PASSAGE SHOWN –
Since the old thread is buried several months ago, I would like to revisit it. Those of you who can find the old post(s) feel free to link.

I know that a huge majority of train travel is short distance but I think there is a market for LD service. I have certainly used Amtrak LD service to see other parts of the country. I imagine quite a few of you have as well. When I have proposed LD expansion, I for the most part have said expanding routes or connecting routes that Amtrak already uses or has previously. Once in a while I mention a route I am not sure of but those usually are long shots to me. Usually when I say why not expand route X to city Y, I am usually met with "it will add delays to a route". Of course you look at it from both sides but I still think more connections is a positive. I still would love to one day see a transcontinental route although the CHI transfer point seems to work fine for the most part (although gridlock is clearly an issue that hopefully the project in CHI will lessen).

One of my expansion ideas way back when I first started at Amtrak Unlimited was an extension of a Florida train north from NYP to BOS. Boston is currently served by one LD train but I believe they currently have to transfer at Albany to go to CHI. New Haven is the 10th largest Amtrak market and currently has no LD train service at all. Providence is also high on the list and they have no LD train service. They do have several trains to NYP which has many LD trains but could we see a market for an LD train to Connecticut?

GIVEN EXERCISE 1 –
In the post about Amtrak long-distance service, where does New Haven rank among Amtrak markets?

ITEMS –
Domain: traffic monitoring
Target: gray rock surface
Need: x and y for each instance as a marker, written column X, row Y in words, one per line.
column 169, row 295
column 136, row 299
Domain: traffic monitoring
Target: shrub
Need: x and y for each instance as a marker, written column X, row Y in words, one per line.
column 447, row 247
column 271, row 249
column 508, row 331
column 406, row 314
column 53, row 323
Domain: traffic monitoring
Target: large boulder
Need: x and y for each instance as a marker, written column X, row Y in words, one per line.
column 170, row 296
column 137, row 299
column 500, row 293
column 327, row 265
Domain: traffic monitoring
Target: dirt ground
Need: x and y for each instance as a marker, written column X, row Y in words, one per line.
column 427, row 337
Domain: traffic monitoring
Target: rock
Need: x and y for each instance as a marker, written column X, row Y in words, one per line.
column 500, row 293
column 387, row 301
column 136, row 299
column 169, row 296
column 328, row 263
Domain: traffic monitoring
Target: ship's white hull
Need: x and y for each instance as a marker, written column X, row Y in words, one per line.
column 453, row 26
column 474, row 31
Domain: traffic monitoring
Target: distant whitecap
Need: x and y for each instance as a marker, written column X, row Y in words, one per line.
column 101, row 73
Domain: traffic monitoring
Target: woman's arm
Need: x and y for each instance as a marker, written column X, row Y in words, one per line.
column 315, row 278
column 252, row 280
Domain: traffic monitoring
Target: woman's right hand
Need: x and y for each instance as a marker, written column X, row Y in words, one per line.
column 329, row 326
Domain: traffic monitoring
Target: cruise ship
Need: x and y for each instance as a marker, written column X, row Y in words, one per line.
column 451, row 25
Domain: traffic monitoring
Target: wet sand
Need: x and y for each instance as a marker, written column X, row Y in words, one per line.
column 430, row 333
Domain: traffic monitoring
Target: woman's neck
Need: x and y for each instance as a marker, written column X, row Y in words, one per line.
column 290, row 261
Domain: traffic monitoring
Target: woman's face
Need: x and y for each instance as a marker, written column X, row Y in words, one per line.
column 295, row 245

GIVEN EXERCISE 2 –
Reproduce the rows verbatim, from the first row through the line that contains "column 474, row 31".

FULL RESPONSE 1 –
New Haven is the 10th largest Amtrak market.

FULL RESPONSE 2 –
Domain: traffic monitoring
Target: gray rock surface
Need: x and y for each instance as a marker, written column X, row Y in words, one per line.
column 169, row 295
column 136, row 299
Domain: traffic monitoring
Target: shrub
Need: x and y for each instance as a marker, written column X, row Y in words, one per line.
column 447, row 247
column 271, row 249
column 508, row 331
column 406, row 314
column 53, row 323
Domain: traffic monitoring
Target: large boulder
Need: x and y for each instance as a marker, written column X, row Y in words, one per line.
column 170, row 296
column 137, row 299
column 500, row 293
column 327, row 265
Domain: traffic monitoring
Target: dirt ground
Need: x and y for each instance as a marker, written column X, row Y in words, one per line.
column 427, row 337
Domain: traffic monitoring
Target: rock
Need: x and y for each instance as a marker, written column X, row Y in words, one per line.
column 500, row 293
column 387, row 301
column 136, row 299
column 169, row 296
column 328, row 263
Domain: traffic monitoring
Target: ship's white hull
Need: x and y for each instance as a marker, written column X, row Y in words, one per line.
column 453, row 26
column 474, row 31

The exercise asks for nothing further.